訪問看護におけるキュアとケア(2)

投稿日: Dec 06, 2017 6:45:33 AM

看護師は複雑です。医学的な専門知識に基づいて、利用者のアセスメントをしながらも、当事者の個人的実存、すなわちその人の気持ちやおかれた状況も理解できてしまいます。

医学的な利益(キュア)のために、その人が望まない医療を無理強いしてもよいのか。「畳の上で死にたい」と語っていた患者の呼吸が止まったとき、家族が救急者を呼ぼうとしたらどうすればよいのか。

あるいは、家族の希望と本人の希望が相容れなかったり、糖尿病患者が「アンパンを食べたい!」と言い張ったりするなど、医学的に見て非合理的な行為を本人がつよく希望したりした場合にも、看護師の職責と個人的信条とが、内面的な葛藤を繰り広げてしまいます。

そのような「キュアとケア」、医療的な視点と、気持ちを汲み取る(当事者の心情に根差した)ケアとの媒介者であるということが、訪問看護師の特徴ではないでしょうか。

- 課題 1 -
訪問看護のキュアとケアを扱った文章で、糖尿病患者が食べたいと言い張るものとして挙げられているのは何ですか。
- 課題 2 -
訪問看護のキュアとケアを扱った文章を、最後の文の続きから書き継いでください。

- 抽出一覧 -
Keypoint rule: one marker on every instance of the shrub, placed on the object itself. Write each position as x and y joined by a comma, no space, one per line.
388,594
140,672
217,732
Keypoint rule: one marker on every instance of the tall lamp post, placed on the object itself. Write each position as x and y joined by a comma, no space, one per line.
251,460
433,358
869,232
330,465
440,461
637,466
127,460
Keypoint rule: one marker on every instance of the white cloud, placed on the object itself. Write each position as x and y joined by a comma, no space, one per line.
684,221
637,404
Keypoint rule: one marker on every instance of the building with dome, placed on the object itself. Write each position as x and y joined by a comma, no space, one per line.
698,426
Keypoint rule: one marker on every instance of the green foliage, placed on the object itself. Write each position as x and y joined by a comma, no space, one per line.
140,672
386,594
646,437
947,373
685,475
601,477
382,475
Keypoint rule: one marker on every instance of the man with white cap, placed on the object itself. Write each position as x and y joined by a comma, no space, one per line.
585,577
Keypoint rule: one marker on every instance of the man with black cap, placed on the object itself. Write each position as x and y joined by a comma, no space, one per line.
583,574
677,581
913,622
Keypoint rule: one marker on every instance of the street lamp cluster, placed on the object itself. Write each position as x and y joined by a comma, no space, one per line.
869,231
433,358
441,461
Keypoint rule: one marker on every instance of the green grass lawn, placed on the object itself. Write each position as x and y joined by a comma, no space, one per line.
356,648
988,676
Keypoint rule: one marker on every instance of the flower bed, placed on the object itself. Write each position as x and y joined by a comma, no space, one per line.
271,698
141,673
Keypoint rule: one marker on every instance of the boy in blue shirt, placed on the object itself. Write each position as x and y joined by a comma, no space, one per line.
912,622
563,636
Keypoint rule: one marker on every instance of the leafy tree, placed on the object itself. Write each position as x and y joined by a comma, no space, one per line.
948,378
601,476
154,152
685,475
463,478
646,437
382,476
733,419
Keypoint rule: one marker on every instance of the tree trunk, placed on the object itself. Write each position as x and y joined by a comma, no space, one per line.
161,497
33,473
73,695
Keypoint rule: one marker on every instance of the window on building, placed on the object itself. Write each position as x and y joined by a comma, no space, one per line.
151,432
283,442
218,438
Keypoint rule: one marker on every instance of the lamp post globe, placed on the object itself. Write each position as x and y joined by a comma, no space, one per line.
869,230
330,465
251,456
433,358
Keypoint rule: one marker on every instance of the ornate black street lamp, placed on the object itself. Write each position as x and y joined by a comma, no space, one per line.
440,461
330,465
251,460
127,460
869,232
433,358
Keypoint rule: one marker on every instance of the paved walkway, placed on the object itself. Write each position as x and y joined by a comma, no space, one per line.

- 解答 1 -
アンパンです。

- 解答 2 -
看護という営みの専門性がそこにあり、同時に、訪問看護師のジレンマのなかに、病院医療と在宅医療・ケアとの根本的な発想の違いやギャップが、つよく表れているように思われるのです。

もちろん、みなさまは必ずしも看護関係者、あるいは、それを目指す人たちとは限らないでしょう。けれども、キュアとケア、医療と生活(人生)、生命を守るSOL(Sanctity of Life、いのちの尊さ)と、本人の意思(希望、ときめき)を尊重するQOLという、生命倫理の枠組みをなすキーワードを、想像力を働かせながら身体全体で感じ取っていくためには、看護師のジレンマに目を向けることが一番の早道だと考えています。